- [Goal 1]: Locate each line in the records that contains the word "distant", and copy those lines.

Force is still strong as The Empire is marked for registry

Published Dec 30, 2010

Share

Darth Vader proclaiming he’s Luke Skywalker’s father, John Travolta preening in his underwear and an early 20th-century deaf activist communicating in sign language are among the images that will be preserved by the Library of Congress as part of its National Film Registry.

The 25 films selected this year include The Empire Strikes Back, the 1980 sequel to Star Wars that many critics and fans consider the best of George Lucas’s six Star Wars films. Empire shocked moviegoers with the revelation that masked villain Vader was the father of hero Skywalker.

While Lucas didn’t direct Empire – he entrusted it to the late Irvin Kershner – he had another film selected for the registry: the student short Electronic Labyrinth: THX 1138 4EB. Lucas’s Star Wars and American Graffiti are also among the 550 titles in the registry.

The Library of Congress announced the selections early on Tuesday. The goal of the registry, which began in 1989, isn’t to identify the best movies yet made, but to preserve films with artistic, cultural or historical significance.

Librarian of Congress James Billington has chosen each of the films in the registry, culling them from suggestions by the National Film Preservation Board and the public. More than 2 100 films were nominated by the public this year.

Original copies of films picked for the registry are kept safe and available for viewing by future generations. The library acquires copies to preserve in its cold-storage vaults among millions of other recordings at the Packard Campus of the National Audio-Visual Conservation Center in Virginia.

Film can rapidly deteriorate if improperly stored. About half the films produced before 1950 and 90 percent of those made before 1920 had been lost, Billington said.

This year’s selections also include Saturday Night Fever, John Badham’s 1977 disco musical starring Travolta as Tony Manero, the working-class youth known for his impressive moves on the dance floor at a Brooklyn nightclub.

It’s one of five selections from the 1970s. The others are Robert Altman’s revisionist Western McCabe & Mrs Miller; William Friedkin’s horror classic The Exorcist; All the President’s Men, Alan J Pakula’s adaptation of the book by Bob Woodward and Carl Bernstein, and Grey Gardens, a documentary about Jacqueline Kennedy Onassis’s eccentric relatives.

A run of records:
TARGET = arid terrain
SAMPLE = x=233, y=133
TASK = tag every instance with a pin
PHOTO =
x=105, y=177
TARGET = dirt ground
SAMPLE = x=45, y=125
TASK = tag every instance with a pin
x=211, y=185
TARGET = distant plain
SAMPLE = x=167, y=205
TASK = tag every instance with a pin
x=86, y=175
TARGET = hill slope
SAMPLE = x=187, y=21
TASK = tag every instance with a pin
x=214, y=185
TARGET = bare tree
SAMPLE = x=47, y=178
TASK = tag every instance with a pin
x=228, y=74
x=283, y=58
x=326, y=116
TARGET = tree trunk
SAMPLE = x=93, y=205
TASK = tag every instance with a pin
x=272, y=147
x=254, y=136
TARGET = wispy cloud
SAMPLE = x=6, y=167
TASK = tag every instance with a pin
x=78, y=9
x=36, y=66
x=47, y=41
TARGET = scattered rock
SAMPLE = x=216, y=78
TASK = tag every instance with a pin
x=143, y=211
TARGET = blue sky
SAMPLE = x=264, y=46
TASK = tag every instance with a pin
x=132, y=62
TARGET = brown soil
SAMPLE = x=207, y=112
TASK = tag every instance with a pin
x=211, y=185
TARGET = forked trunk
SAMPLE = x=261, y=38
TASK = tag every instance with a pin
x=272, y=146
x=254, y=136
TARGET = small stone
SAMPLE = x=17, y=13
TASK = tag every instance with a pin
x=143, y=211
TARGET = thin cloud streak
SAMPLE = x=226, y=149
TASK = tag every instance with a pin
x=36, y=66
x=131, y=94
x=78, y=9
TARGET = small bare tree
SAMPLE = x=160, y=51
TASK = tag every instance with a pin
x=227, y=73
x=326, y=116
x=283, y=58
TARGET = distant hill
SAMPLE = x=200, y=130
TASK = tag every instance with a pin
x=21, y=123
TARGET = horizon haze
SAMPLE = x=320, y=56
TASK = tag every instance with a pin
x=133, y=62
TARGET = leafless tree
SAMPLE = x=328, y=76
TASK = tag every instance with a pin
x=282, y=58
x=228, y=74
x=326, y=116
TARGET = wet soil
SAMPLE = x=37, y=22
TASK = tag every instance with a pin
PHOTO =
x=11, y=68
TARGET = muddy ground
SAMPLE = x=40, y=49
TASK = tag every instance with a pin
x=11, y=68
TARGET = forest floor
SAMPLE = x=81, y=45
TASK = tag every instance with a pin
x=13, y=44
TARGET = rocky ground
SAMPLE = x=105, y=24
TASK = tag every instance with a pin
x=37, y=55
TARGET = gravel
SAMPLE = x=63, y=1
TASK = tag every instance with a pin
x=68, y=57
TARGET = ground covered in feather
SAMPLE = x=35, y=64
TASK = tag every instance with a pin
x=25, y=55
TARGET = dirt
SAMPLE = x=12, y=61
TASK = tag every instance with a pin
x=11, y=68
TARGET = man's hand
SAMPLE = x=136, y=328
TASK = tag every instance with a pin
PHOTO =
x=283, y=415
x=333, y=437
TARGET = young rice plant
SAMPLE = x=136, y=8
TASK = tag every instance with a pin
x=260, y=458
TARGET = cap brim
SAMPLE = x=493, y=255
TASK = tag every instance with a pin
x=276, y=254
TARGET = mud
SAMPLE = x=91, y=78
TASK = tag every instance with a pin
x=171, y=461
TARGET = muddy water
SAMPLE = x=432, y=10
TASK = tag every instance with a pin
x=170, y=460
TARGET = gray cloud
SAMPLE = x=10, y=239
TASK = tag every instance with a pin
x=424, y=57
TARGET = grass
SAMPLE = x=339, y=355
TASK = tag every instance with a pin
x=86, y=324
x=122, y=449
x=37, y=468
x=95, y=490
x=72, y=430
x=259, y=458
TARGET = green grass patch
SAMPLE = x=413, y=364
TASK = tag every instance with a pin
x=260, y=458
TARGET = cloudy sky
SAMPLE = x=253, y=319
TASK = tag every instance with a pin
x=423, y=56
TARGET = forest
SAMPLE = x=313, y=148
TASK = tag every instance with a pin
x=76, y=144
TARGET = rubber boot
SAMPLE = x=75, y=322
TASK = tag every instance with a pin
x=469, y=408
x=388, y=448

- [Goal 2]: In the article about the National Film Registry, in what year did the registry begin?

- [Worked solution 1]:
TARGET = distant plain
TARGET = distant hill

- [Worked solution 2]: 1989